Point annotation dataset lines
begin
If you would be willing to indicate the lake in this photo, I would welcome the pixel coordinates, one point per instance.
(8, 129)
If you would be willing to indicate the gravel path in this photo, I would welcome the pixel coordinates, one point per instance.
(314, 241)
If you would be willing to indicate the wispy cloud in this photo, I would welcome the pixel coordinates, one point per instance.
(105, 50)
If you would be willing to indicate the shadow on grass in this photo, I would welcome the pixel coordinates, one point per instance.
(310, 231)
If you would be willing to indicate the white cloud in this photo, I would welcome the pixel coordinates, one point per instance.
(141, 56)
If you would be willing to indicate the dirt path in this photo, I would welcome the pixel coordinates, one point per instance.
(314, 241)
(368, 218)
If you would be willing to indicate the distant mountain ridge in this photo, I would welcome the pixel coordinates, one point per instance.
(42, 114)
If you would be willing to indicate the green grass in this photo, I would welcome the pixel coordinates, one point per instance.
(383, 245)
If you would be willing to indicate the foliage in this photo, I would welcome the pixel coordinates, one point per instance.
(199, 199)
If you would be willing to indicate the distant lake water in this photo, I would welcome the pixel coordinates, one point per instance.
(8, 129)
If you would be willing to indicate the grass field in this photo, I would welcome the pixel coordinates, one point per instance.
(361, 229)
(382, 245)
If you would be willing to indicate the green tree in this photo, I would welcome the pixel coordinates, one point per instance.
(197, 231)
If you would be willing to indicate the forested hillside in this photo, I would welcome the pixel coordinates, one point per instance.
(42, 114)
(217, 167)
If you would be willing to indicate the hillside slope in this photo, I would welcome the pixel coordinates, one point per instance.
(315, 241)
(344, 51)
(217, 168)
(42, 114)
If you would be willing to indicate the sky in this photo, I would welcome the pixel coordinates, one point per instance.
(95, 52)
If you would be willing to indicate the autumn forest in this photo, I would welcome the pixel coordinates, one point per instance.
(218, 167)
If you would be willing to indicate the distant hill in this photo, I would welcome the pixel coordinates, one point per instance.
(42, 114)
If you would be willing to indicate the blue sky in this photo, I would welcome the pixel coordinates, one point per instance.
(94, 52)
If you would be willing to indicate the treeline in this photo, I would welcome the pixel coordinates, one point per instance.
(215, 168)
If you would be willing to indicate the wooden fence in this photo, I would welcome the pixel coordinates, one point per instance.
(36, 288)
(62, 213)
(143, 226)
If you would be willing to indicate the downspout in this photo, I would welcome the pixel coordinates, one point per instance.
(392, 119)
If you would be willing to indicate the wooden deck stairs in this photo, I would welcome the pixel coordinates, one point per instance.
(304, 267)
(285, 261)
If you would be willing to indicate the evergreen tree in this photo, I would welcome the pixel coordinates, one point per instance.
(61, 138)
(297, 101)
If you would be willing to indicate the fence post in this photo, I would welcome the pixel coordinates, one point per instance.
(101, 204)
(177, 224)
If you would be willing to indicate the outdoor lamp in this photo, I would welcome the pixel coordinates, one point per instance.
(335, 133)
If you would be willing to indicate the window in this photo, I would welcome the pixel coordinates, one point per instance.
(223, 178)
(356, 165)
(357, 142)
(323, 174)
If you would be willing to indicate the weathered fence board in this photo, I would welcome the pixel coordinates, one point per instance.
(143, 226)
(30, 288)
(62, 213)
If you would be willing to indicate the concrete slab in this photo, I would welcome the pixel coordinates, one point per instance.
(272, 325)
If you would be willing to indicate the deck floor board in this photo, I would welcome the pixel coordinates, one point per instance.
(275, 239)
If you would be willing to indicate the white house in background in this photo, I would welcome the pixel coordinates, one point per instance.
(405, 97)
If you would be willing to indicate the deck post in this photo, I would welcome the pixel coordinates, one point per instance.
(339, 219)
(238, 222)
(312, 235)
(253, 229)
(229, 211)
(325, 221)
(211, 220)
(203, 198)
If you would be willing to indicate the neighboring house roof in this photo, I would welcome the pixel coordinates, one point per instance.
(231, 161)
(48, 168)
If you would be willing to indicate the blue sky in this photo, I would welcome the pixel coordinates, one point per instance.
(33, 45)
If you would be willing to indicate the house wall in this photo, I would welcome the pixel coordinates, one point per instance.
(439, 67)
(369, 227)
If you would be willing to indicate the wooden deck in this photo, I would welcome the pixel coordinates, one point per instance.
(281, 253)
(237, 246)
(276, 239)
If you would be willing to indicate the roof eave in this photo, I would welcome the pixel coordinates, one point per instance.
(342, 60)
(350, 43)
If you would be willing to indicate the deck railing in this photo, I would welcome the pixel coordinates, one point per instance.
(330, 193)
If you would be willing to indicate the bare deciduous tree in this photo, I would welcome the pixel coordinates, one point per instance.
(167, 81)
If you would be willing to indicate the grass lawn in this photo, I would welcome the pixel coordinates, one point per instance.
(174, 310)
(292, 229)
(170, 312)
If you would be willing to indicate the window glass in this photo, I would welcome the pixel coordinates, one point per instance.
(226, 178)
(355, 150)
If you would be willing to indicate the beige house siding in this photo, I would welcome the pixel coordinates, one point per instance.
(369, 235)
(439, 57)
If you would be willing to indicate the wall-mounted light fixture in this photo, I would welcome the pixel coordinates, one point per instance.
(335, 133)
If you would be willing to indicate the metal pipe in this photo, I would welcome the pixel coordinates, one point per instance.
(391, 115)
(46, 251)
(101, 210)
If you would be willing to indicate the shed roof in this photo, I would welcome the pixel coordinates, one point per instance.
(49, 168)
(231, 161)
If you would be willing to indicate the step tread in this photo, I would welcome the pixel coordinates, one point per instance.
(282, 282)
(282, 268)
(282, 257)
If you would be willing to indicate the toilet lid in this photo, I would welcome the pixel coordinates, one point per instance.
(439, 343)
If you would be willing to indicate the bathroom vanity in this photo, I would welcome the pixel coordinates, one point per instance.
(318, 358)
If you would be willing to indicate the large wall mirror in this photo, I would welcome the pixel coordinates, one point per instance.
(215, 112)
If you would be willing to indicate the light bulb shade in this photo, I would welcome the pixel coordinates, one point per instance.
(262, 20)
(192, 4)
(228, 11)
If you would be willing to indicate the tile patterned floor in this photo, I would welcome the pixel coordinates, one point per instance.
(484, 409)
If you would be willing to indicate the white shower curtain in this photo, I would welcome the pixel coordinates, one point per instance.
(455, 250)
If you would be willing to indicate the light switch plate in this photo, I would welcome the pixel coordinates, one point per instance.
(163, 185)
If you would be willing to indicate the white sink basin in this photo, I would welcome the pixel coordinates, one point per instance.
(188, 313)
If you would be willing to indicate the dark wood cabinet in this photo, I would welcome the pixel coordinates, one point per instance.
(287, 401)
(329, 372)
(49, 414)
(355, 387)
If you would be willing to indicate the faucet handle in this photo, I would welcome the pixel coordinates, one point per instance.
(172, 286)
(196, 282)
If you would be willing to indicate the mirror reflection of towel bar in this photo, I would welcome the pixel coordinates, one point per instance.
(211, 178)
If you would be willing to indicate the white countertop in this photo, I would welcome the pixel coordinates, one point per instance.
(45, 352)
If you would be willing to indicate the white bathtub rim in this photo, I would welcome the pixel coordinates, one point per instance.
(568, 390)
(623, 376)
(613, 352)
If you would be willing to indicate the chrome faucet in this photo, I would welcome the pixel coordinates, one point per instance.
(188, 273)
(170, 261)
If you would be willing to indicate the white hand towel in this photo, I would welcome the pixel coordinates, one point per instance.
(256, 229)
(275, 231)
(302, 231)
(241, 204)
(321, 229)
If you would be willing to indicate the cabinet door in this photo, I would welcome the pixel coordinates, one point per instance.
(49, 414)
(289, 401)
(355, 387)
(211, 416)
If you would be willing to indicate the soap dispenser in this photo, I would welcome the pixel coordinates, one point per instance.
end
Rewrite all of the lines above, changing each occurrence of "I would welcome" to "I would appreciate" and leaving everything else unchanged.

If you would be willing to indicate the lake in this photo, I would appreciate the pixel coordinates, one point per instance.
(8, 129)
If you would be willing to indicate the gravel path in this photo, I would appreciate the pixel coordinates, one point per instance.
(314, 241)
If you would be willing to indicate the wispy cloud in this photo, I would appreciate the pixel coordinates, one point per instance.
(105, 50)
If you would be willing to indicate the shadow on grass in this photo, I would appreciate the pixel coordinates, one point per instance.
(310, 231)
If you would be willing to indicate the white cloud in this photo, I would appreciate the pixel coordinates, one point per instance.
(141, 56)
If you would be willing to indicate the dirt path in this photo, I would appreciate the pixel coordinates, one point per instance.
(314, 241)
(368, 218)
If you would be willing to indicate the distant mountain ridge in this photo, I would appreciate the pixel coordinates, one point per instance.
(42, 114)
If you would be willing to indicate the green grass in this photo, I would appreciate the pixel coordinates, one point per instance.
(383, 245)
If you would be willing to indicate the foliage in this photo, I would appreciate the pixel coordinates, one point per instance.
(199, 199)
If you would be willing to indicate the distant lake water in this photo, I would appreciate the pixel coordinates, one point per instance.
(8, 129)
If you would be willing to indicate the grass field in this photo, I would appreciate the pixel coordinates, one point per instance.
(361, 229)
(382, 245)
If you would be willing to indicate the green tree in this photo, I would appreciate the pixel coordinates, one point per instance.
(197, 231)
If you would be willing to indicate the forested hillside in this photo, I would appreciate the pixel coordinates, one point per instance.
(42, 114)
(217, 167)
If you would be willing to indicate the hillside slope in this photo, I would appreciate the pixel coordinates, one point per instance.
(315, 241)
(344, 51)
(217, 168)
(42, 114)
If you would be willing to indicate the sky in this photo, I would appreciate the pixel coordinates, one point per instance.
(95, 52)
If you would be willing to indicate the autumn forest in this photo, I would appreciate the pixel coordinates, one point per instance.
(218, 167)
If you would be willing to indicate the distant hill in this photo, I would appreciate the pixel coordinates, one point per instance.
(42, 114)
If you would be willing to indicate the blue sky in this photo, I would appreciate the pixel coordinates, one point per instance.
(94, 52)
If you would be willing to indicate the treeline in this photo, I would appreciate the pixel coordinates, one point per instance.
(215, 168)
If you would be willing to indicate the wooden fence in this photo, I would appreciate the pixel coordinates, one point per instance.
(36, 288)
(62, 213)
(143, 226)
If you would be willing to indicate the downspout in this photo, I would appreciate the pixel coordinates, one point per instance.
(392, 119)
If you would be willing to indicate the wooden deck stairs in this photo, I would appreciate the pixel coordinates, one point per instance.
(304, 267)
(285, 261)
If you would be willing to indicate the evergreen tree in this photo, I would appreciate the pixel coordinates, one point per instance.
(61, 138)
(297, 101)
If you would be willing to indicate the fence post in this photo, I would appreciate the pixel coordinates, one point per instance.
(101, 204)
(177, 224)
If you would be willing to indicate the outdoor lamp in this photo, I would appreciate the pixel coordinates, one point per instance.
(335, 133)
If you would be willing to indicate the window in this photo, I would appreciate the pixel coordinates, one point per instance.
(223, 178)
(356, 165)
(357, 142)
(323, 174)
If you would be willing to indicate the weathered fence board in this photo, I would appreciate the pixel coordinates, one point per instance.
(143, 226)
(30, 288)
(62, 213)
If you would be willing to indicate the concrete slab in this photo, I would appreciate the pixel coordinates, one point per instance.
(272, 325)
If you would be willing to indicate the deck floor board in this photo, I would appreciate the pixel coordinates, one point per instance.
(275, 239)
If you would be willing to indicate the white house in background in this photo, I would appreciate the pixel coordinates, one point per instance.
(405, 97)
If you would be willing to indicate the deck post in this photo, I would appreciate the pixel coordinates, one point per instance.
(339, 219)
(238, 222)
(312, 235)
(253, 229)
(229, 211)
(325, 221)
(211, 220)
(203, 198)
If you would be willing to indicate the neighboring house roof in this photo, I would appreciate the pixel coordinates, one point per instance.
(231, 161)
(48, 168)
If you would be willing to indicate the blue sky in this photo, I would appreciate the pixel coordinates, one point per instance.
(33, 45)
If you would be willing to indicate the house wall in this photo, I would appreciate the pixel coordinates, one point per instance.
(439, 67)
(369, 227)
If you would be willing to indicate the wooden deck in this photo, I would appreciate the pixel coordinates, one point per instance.
(281, 253)
(237, 246)
(276, 239)
If you would be willing to indicate the roof eave in this photo, I would appreciate the pixel coordinates, one point per instance.
(342, 60)
(350, 43)
If you would be willing to indicate the deck railing in this photo, I would appreciate the pixel coordinates, one point per instance.
(330, 193)
If you would be willing to indicate the bare deciduous tree in this photo, I would appreciate the pixel coordinates, one point per instance.
(167, 81)
If you would be willing to indicate the grass lawn in this photo, I would appreciate the pixel coordinates, one point per instance.
(174, 310)
(292, 229)
(170, 312)
If you would be willing to indicate the window glass in this photo, I would appreciate the pixel coordinates, one point per instance.
(226, 178)
(355, 150)
If you would be willing to indicate the beige house siding in this photo, I would appreciate the pixel coordinates, one point per instance.
(369, 235)
(439, 57)
If you would be willing to indicate the wall-mounted light fixture in this photo, I would appreciate the pixel coordinates, one point per instance.
(335, 133)
If you would be willing to indicate the metal pipe in this photo, I would appreciate the pixel coordinates, one point per instance.
(391, 115)
(46, 251)
(101, 210)
If you would be willing to indicate the shed roof in this photo, I would appreciate the pixel coordinates, one point per instance.
(49, 168)
(231, 161)
If you would be willing to indicate the step tread in this photo, I would appreciate the pixel coordinates, one point per instance.
(282, 282)
(282, 268)
(282, 257)
If you would be willing to indicate the toilet lid in this photo, I would appreciate the pixel coordinates, one point per instance.
(439, 343)
If you would be willing to indicate the bathroom vanity in this photo, I would appreciate the pixel coordinates, one point per instance.
(318, 358)
If you would be willing to indicate the large wall mirror in this photo, I would appreciate the pixel coordinates, one point per instance.
(215, 112)
If you would be willing to indicate the light bulb shade in this photo, I would appreciate the pixel coordinates, one point per instance.
(262, 20)
(192, 4)
(228, 11)
If you would be willing to indicate the tile patterned floor in this photo, I would appreciate the pixel coordinates, one point per instance.
(484, 409)
If you would be willing to indicate the white shower curtain in this photo, I would appreciate the pixel coordinates, one point per instance.
(455, 250)
If you would be willing to indicate the light switch plate in this photo, I would appreciate the pixel coordinates, one point per instance.
(163, 185)
If you would be willing to indicate the white sink basin in this photo, I would appreciate the pixel coordinates, one point per instance.
(188, 313)
If you would be willing to indicate the dark wood cabinet in this photo, I would appreciate the pixel coordinates, one point per instance.
(287, 401)
(329, 372)
(49, 414)
(355, 387)
If you would be willing to indicate the faucet handle in this photo, I would appreciate the pixel coordinates, one point per instance.
(172, 286)
(196, 282)
If you would be willing to indicate the mirror reflection of towel bar in this photo, I would appreciate the pixel coordinates, one point per instance.
(211, 178)
If you would be willing to indicate the white countertop in this photo, I would appreciate the pixel coordinates, one point per instance.
(45, 352)
If you would be willing to indicate the white bathtub rim in this photo, I would appreciate the pixel coordinates, one point per instance.
(568, 390)
(623, 376)
(613, 352)
If you would be willing to indicate the chrome faucet in this photo, I would appreciate the pixel coordinates, one point per instance.
(188, 273)
(170, 261)
If you would be willing to indicate the white hand towel in this photo, I would appreciate the pixel coordinates, one point per instance.
(256, 229)
(275, 231)
(302, 231)
(241, 204)
(321, 229)
If you would be willing to indicate the cabinet door in this photo, I would appreciate the pixel coordinates, one point per instance.
(49, 414)
(289, 401)
(355, 387)
(211, 416)
If you would be willing to indicate the soap dispenser in this photo, I would appreciate the pixel coordinates, one point per instance.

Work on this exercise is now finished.